● SUPPLIED PASSAGE:

--------------------

I am sure that more active cooperation between the public library and the various religious bodies would benefit both and, through them, the public. In the first place, the library should devote more attention to its collection of religious books, and it would do so if those interested showed their interest actively. There is much material of great value to teachers in Sunday-schools that should find a resting-place in the library. In a town where there are, say, a dozen Sunday-schools, it may be quite impossible for each to buy several sets of commentaries, concordances, works of travel and description, &c., but they might well club together for the purchase of this material and give it to the library or deposit it there, where it would be at the service of all. In larger towns, where the library fund is greater, united effort on the part of the churches would doubtless result in the expenditure of part of the book-money for this purpose. Librarians are anxious to serve the public. If they can be shown that the public wants books of one kind rather than another they are only too glad to respond. They do not like to buy books in the dark, but the apparent indifference of the public often forces them to do so.

Such works as these are of common interest to all Christians. But in addition every library ought to contain a certain amount of denominational material. The library is not, except possibly for some occasional reason, interested in propaganda, but facts about the Methodists or the Baptists are surely of as much value, and should be preserved with as much care, as facts about a constitutional convention in Nebraska or the proceedings of a plumbers’ association in Salem, Mass. Every good library should have one standard work on the history of each of the prominent religious denominations, especially those that are strong in its home town. It should include the biographies of its principal divines and laymen. There should be also its year-book, renewed annually, its official confession of faith and statement of organization, its liturgy, if it has one, its official collection of hymns. Its chief periodical should be on file.

I do not know of any library that makes a specialty of obtaining this material and seeing that it is all up-to-date. Most librarians would exclaim that their meager funds would not stand the strain, and that, besides, there has never been the slightest demand for such material. There is a demand for all the latest novels by Harold Bell Wright, Robert W. Chambers, and Marie Corelli, and so these are purchased. Here is where the indifference of most of our religious bodies toward what the library does or does not contain is bearing legitimate fruit.

Does your public library contain reference-material that is of interest, or ought to be of interest, to your co-religionists? If not, whose fault is it? Extending our inquiry beyond reference-material, we may next assert that there are many semipopular books of a denominational character, sermons by a favorite divine, advice to young people, words of comfort to those in trouble, which it is to the interest of Christian people to see more widely read. The libraries will never waste their money in the purchase of these if they are to remain idly on the shelves. They will buy freely in response to a demand. Whose fault is it that the demand does not materialize?

--------------------

● PROVIDED RECORDS:
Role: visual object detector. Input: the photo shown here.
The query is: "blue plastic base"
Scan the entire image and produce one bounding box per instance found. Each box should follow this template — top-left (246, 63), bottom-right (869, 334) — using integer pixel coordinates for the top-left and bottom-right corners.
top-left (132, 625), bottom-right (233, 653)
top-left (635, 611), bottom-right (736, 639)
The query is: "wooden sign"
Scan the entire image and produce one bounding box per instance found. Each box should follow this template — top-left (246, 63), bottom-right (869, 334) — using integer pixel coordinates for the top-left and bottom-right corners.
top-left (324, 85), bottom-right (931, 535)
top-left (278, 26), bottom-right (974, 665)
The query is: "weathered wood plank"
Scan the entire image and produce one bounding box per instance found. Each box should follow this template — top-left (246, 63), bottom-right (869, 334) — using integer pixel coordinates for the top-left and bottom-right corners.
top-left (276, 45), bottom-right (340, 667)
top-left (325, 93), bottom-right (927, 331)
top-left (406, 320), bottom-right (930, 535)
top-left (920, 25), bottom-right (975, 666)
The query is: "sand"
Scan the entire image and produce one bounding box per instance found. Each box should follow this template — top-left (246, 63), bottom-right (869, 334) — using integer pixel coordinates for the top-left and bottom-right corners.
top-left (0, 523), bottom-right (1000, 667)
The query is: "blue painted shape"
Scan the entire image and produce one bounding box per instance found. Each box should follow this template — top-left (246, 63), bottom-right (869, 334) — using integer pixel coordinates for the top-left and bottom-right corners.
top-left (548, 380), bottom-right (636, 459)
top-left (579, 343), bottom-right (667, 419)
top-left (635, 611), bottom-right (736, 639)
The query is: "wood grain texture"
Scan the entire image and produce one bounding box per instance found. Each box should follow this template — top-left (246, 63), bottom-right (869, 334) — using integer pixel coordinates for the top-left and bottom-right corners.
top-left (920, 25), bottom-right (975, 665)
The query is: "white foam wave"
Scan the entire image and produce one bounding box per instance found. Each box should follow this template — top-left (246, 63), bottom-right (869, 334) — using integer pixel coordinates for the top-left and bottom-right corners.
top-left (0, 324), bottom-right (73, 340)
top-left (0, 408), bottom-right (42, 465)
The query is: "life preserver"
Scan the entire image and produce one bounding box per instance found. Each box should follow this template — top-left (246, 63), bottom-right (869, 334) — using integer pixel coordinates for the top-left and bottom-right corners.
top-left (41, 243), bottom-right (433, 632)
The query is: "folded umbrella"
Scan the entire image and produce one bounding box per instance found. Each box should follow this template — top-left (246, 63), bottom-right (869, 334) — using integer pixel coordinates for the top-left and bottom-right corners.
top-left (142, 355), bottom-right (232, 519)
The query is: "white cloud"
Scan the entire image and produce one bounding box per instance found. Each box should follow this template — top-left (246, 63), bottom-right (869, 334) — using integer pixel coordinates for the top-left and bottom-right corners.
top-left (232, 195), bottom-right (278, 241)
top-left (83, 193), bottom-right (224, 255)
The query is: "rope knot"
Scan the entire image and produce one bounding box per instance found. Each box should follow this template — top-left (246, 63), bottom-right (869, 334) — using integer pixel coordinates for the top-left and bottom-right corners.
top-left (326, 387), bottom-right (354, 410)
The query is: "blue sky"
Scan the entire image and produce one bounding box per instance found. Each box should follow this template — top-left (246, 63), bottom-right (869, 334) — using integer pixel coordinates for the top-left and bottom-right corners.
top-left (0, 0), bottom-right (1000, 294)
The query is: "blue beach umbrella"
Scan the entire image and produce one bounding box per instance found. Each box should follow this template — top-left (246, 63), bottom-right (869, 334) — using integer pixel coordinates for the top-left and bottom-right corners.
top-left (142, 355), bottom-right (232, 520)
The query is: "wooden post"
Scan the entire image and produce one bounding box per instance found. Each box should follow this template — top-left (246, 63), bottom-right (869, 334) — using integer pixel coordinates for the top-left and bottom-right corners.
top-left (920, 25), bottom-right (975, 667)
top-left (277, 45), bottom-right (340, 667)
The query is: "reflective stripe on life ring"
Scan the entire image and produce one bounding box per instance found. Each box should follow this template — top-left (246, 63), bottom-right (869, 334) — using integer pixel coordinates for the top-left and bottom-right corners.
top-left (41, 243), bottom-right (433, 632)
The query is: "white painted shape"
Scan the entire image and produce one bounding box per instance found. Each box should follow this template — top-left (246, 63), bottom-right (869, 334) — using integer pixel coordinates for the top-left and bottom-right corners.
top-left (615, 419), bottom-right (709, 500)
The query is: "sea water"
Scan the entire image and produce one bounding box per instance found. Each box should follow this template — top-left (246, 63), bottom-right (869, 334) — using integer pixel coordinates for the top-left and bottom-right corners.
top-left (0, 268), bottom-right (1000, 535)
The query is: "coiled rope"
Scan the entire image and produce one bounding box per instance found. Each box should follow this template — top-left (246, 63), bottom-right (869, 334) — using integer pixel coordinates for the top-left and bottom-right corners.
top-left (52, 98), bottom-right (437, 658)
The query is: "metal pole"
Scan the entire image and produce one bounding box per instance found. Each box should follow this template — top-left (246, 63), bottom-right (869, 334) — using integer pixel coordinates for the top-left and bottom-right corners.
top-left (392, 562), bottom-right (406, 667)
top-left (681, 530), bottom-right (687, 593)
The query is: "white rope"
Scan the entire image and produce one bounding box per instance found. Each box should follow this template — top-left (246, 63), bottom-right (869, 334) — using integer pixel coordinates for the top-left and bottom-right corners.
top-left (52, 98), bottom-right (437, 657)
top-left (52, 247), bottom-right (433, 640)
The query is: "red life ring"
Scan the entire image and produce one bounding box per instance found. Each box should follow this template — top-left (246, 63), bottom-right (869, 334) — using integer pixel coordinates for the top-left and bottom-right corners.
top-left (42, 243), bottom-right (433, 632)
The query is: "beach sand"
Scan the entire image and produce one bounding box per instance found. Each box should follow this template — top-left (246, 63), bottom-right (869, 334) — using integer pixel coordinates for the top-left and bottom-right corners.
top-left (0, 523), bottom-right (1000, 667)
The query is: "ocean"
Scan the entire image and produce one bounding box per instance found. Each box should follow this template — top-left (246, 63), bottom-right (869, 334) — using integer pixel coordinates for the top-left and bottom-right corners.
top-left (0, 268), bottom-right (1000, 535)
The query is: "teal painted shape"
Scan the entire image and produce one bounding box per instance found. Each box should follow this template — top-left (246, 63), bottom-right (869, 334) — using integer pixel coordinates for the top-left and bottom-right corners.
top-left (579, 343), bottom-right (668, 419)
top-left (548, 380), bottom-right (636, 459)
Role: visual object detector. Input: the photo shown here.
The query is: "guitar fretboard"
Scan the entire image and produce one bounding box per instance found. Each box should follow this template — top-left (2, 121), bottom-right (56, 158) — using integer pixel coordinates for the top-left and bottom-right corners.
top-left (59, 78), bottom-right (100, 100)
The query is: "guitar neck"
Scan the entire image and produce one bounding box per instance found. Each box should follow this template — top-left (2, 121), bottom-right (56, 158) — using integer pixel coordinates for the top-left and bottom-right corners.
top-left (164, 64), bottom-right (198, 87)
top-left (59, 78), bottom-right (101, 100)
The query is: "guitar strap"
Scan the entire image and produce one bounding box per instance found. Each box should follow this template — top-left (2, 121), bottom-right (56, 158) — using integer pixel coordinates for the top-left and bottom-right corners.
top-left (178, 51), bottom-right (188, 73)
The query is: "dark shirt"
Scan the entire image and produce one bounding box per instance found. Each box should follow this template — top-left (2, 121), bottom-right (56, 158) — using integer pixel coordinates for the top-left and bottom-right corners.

--------------------

● STATED TASK 1: In the library passage, the latest novels by which three authors are said to be in demand?
● STATED TASK 2: Please write out the part of the library passage that opens with the words containing "I do not know" and closes with "bearing legitimate fruit.".

● WORKED SOLUTION 1: Harold Bell Wright, Robert W. Chambers, and Marie Corelli.

● WORKED SOLUTION 2:
I do not know of any library that makes a specialty of obtaining this material and seeing that it is all up-to-date. Most librarians would exclaim that their meager funds would not stand the strain, and that, besides, there has never been the slightest demand for such material. There is a demand for all the latest novels by Harold Bell Wright, Robert W. Chambers, and Marie Corelli, and so these are purchased. Here is where the indifference of most of our religious bodies toward what the library does or does not contain is bearing legitimate fruit.